(Document passage)

100 signatures reached
To: Cornwall Council
Divest Cornwall
Divest Cornwall Councils holdings in Fossil Fuels by 2020, and reinvest such that Cornwall really can live up to its potential as a renewable trendsetter for the UK.
Specifically:
1. Immediately freeze any new investments in fossil fuels.
2. Divest from direct ownership and any commingled funds that include fossil fuel public equities and corporate bonds within 5 years.
Specifically:
1. Immediately freeze any new investments in fossil fuels.
2. Divest from direct ownership and any commingled funds that include fossil fuel public equities and corporate bonds within 5 years.
Why is this important?
Watch this brilliant one and half minute film explaining the petition: https://www.youtube.com/watch?v=Xa8CBI-dltE
Further background information: 195 nations have agreed (at COP21 in Paris, December 2015) that to increase global temperatures beyond 2 degrees celsius would be CATASTROPHIC. This means dramaticly cutting our our carbon emissions, and keeping most of the known fossil fuels in the ground - Watch this for the IMPERATIVENESS of the situation: "Do the Math" at http://math.350.org/ bear, and this "Al Gore, Why I am optimistic about Climate Change" at https://www.ted.com/talks/al_gore_the_case_for_optimism_on_climate_change for an injection of impetus!

(Your task) Extend the Divest Cornwall petition text, picking up right after its last sentence. Nothing in the data after this petition is needed.

(Stored data)
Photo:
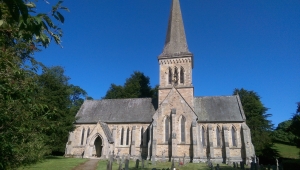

(Result for this exercise)
Quite apart from the moral imperative to look after the planet that is our home (and that of the children of all species - not just our own!) Fossil fuel investments are losing value, and, according to many analysts, are on the verge of haemoraging. The governor of the Bank Of England has suggested divesting from fossil fuels as a wise financial move, and the Rockefeller foundation - founded upon fossil fuels, recently announced that they are divesting.
"The leading argument by financial analysts is that, with emerging regulation to curb global temperature increases and growing competition from low-carbon energy sources, there is a real risk of “stranded assets” and “unburnable carbon”.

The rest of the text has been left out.